▸ EXERCISE DESCRIPTION:
A copy of the listing below is needed, exact in every line and without images.

● ● ●

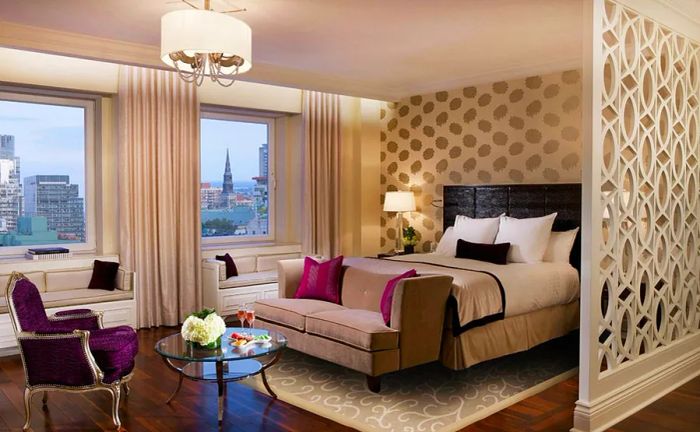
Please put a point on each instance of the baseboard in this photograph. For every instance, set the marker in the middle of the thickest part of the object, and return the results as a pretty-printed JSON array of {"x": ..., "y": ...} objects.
[{"x": 621, "y": 403}]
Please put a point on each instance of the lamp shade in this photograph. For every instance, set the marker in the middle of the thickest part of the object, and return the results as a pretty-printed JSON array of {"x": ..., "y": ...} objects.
[
  {"x": 399, "y": 201},
  {"x": 205, "y": 32}
]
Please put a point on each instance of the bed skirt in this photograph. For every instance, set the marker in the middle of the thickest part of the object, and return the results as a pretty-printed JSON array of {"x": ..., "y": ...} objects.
[{"x": 508, "y": 336}]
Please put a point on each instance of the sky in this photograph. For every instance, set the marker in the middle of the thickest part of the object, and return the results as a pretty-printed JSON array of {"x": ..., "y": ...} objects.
[
  {"x": 243, "y": 139},
  {"x": 49, "y": 139}
]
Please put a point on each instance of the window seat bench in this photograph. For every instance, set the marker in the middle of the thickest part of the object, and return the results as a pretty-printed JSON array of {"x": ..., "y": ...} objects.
[
  {"x": 67, "y": 289},
  {"x": 256, "y": 280}
]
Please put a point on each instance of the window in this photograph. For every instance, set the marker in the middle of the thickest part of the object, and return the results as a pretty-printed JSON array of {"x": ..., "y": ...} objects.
[
  {"x": 45, "y": 143},
  {"x": 236, "y": 174}
]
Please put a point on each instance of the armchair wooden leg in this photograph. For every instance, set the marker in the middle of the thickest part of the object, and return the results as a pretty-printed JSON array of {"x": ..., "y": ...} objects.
[
  {"x": 116, "y": 394},
  {"x": 374, "y": 384},
  {"x": 27, "y": 408}
]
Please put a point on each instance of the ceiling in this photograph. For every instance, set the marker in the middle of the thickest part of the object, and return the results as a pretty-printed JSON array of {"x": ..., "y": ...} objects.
[{"x": 385, "y": 49}]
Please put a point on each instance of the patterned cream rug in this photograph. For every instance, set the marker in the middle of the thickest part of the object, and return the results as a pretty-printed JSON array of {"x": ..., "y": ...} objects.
[{"x": 428, "y": 398}]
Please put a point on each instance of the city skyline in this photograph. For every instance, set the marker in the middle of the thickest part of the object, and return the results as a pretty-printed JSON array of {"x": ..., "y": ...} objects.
[
  {"x": 40, "y": 129},
  {"x": 243, "y": 142}
]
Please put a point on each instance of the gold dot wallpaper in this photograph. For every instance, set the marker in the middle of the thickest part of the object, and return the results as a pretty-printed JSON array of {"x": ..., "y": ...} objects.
[{"x": 519, "y": 131}]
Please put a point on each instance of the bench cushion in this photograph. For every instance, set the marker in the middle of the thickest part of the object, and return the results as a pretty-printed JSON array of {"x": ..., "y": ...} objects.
[
  {"x": 76, "y": 297},
  {"x": 291, "y": 312},
  {"x": 359, "y": 328},
  {"x": 248, "y": 279},
  {"x": 269, "y": 262}
]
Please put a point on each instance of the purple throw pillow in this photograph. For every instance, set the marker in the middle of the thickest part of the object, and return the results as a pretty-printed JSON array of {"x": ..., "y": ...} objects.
[
  {"x": 388, "y": 295},
  {"x": 321, "y": 280},
  {"x": 231, "y": 269}
]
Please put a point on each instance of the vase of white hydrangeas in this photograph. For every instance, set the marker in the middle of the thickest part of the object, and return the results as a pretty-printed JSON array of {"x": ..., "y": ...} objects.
[{"x": 204, "y": 329}]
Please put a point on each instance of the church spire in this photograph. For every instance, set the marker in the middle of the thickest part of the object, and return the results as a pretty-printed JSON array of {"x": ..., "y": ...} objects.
[{"x": 228, "y": 178}]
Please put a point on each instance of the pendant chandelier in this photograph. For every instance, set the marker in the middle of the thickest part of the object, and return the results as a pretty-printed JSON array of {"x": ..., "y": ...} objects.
[{"x": 199, "y": 43}]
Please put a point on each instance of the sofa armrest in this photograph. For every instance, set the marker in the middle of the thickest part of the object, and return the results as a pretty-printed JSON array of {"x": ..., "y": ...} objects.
[
  {"x": 219, "y": 267},
  {"x": 125, "y": 280},
  {"x": 418, "y": 313},
  {"x": 289, "y": 275}
]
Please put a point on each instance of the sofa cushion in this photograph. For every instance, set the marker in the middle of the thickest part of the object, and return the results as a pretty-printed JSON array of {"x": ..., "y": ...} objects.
[
  {"x": 37, "y": 279},
  {"x": 76, "y": 297},
  {"x": 245, "y": 264},
  {"x": 248, "y": 279},
  {"x": 63, "y": 280},
  {"x": 291, "y": 312},
  {"x": 360, "y": 328},
  {"x": 269, "y": 262},
  {"x": 361, "y": 289}
]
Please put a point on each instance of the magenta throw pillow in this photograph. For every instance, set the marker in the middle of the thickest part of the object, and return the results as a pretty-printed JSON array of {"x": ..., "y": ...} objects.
[
  {"x": 321, "y": 280},
  {"x": 388, "y": 295}
]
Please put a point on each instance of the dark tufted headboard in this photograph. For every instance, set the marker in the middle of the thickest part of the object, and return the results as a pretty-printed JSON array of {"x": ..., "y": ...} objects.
[{"x": 519, "y": 201}]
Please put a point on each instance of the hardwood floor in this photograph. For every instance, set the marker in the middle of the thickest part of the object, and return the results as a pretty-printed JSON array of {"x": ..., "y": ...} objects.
[{"x": 194, "y": 409}]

● ● ●

▸ RESULT OF THE TASK:
Please put a point on each instance of the baseboard in this photograph. For every instance, set the marker in the middle of the thickest part of the object, and return the results as a pretty-printed JSON array of {"x": ..., "y": ...} objects.
[{"x": 621, "y": 403}]
Please put a point on each instance of the lamp shade in this photograph. For every instance, set the marker in the middle of the thickest part of the object, and return the results as a pretty-printed JSON array of {"x": ..., "y": ...} objects.
[
  {"x": 399, "y": 201},
  {"x": 205, "y": 32}
]
Please put a point on each instance of the bed skirt in this photograph. For every instance, set the marker in the middle of the thickest part of the object, and return the results as a pretty-printed JSON array of {"x": ..., "y": ...} objects.
[{"x": 508, "y": 336}]
Please put a point on each instance of the sky in this photograph. For every instance, set the marker in the middle of the thickest part of the object, and return the results as a pretty-printed JSON array of {"x": ..., "y": ...} objects.
[
  {"x": 243, "y": 139},
  {"x": 49, "y": 139}
]
Please put a point on each instance of the window seat bench in this photograph. For every instance, set the marker in the middle of the thickest part of the object, and return the results as a pretty-printed JSON array of {"x": ..., "y": ...} objects.
[
  {"x": 67, "y": 289},
  {"x": 256, "y": 280}
]
Please put a point on each instance of the window in this photograph. For every instance, set the marker in the middle of the thickest part of the object, and return the results as a pretty-printed JSON array of {"x": ..., "y": ...} objects.
[
  {"x": 45, "y": 143},
  {"x": 236, "y": 174}
]
Please put a point on each instance of the armchair wooden leg in this photograph. For every instance, set the marker in the middle of the thickest part of the object, and return the results as a pretty-printed JSON array of {"x": ..., "y": ...} objects.
[
  {"x": 116, "y": 394},
  {"x": 374, "y": 384},
  {"x": 27, "y": 408}
]
Please put a point on each instance of the ceiling in this photograph. For every instance, set the marker in the middle of the thickest part of the object, and return the results as a pretty-printed JSON array of {"x": ..., "y": ...} objects.
[{"x": 385, "y": 49}]
Please put a point on each instance of the patterned cream rug in this photograph. For every instance, set the marker in the middle of the thickest part of the object, and return the results as a pretty-printed JSON array of {"x": ..., "y": ...} objects.
[{"x": 428, "y": 398}]
Please put a point on each instance of the city skyline in this photograph. For every instance, set the marker in the middle of the thickest part of the object, and return the results as a pretty-printed JSON array of {"x": ..., "y": ...} objects.
[
  {"x": 40, "y": 129},
  {"x": 243, "y": 142}
]
Please put a point on each instance of the gold dot wallpaper in this photograph. For every instance, set the marker in the middle of the thickest part of the object, and return the results as a pretty-printed JSON array of {"x": ..., "y": ...} objects.
[{"x": 519, "y": 131}]
Please put a point on each instance of the bench cushion in this photograph. For every instance, set the marker in the middle of the thickest part of the object, and return the results as a pretty-printed JSON array of {"x": ..., "y": ...} objects.
[
  {"x": 76, "y": 297},
  {"x": 291, "y": 312},
  {"x": 359, "y": 328},
  {"x": 248, "y": 279},
  {"x": 269, "y": 262}
]
Please put a point on each instance of the purple throw pillow in this photograph. For every instance, set the marker in the middle of the thickest part of the object, and return the results as a pretty-printed JSON array of {"x": ..., "y": ...} objects.
[
  {"x": 388, "y": 295},
  {"x": 321, "y": 280},
  {"x": 231, "y": 269}
]
Please put a point on each instance of the vase of white hydrangeas in this photograph. For every instance, set the marker in the middle of the thickest part of the object, and return the results as a pretty-printed JSON array of {"x": ..., "y": ...} objects.
[{"x": 204, "y": 329}]
Please put a point on each instance of the church spire in this photograph. For every instance, set the marker in the middle of the thickest part of the object, and return the results as a pretty-printed JSON array of {"x": ..., "y": ...} objects.
[{"x": 228, "y": 178}]
Please put a point on each instance of the pendant chandelier in this photograph. For every instance, set the marker in the middle of the thickest part of the object, and return the results as a pretty-printed JSON array of {"x": ..., "y": ...} objects.
[{"x": 199, "y": 43}]
Please put a point on each instance of the sofa armrest in this photograph. For every instance, set the marker in the middle of the thickest part of the object, and return the results as a pretty-printed JSON array of {"x": ..., "y": ...} objects.
[
  {"x": 219, "y": 267},
  {"x": 125, "y": 280},
  {"x": 418, "y": 313},
  {"x": 289, "y": 275}
]
Please put a point on each instance of the sofa cushion in this photograph. For every instance, set the marker in the middle of the thickest part of the object, and return the results as a pretty-printed JSON array of {"x": ..., "y": ...} objects.
[
  {"x": 37, "y": 279},
  {"x": 76, "y": 297},
  {"x": 245, "y": 264},
  {"x": 248, "y": 279},
  {"x": 63, "y": 280},
  {"x": 291, "y": 312},
  {"x": 360, "y": 328},
  {"x": 269, "y": 262},
  {"x": 361, "y": 289}
]
Please put a point on each instance of the magenta throw pillow in this photograph. For every instance, set the marker in the middle of the thickest part of the object, and return the results as a pretty-printed JSON array of {"x": ..., "y": ...} objects.
[
  {"x": 321, "y": 280},
  {"x": 388, "y": 295}
]
Please put a point on each instance of the dark tufted headboard in this photograph. For every instance, set the marker in the middle of the thickest part of the object, and return the results as a pretty-printed JSON array of {"x": ..., "y": ...} objects.
[{"x": 519, "y": 201}]
Please put a point on each instance of the hardwood floor in this photograph. For every instance, set the marker in the middle of the thickest part of the object, and return the results as a pretty-printed JSON array of {"x": ..., "y": ...} objects.
[{"x": 194, "y": 409}]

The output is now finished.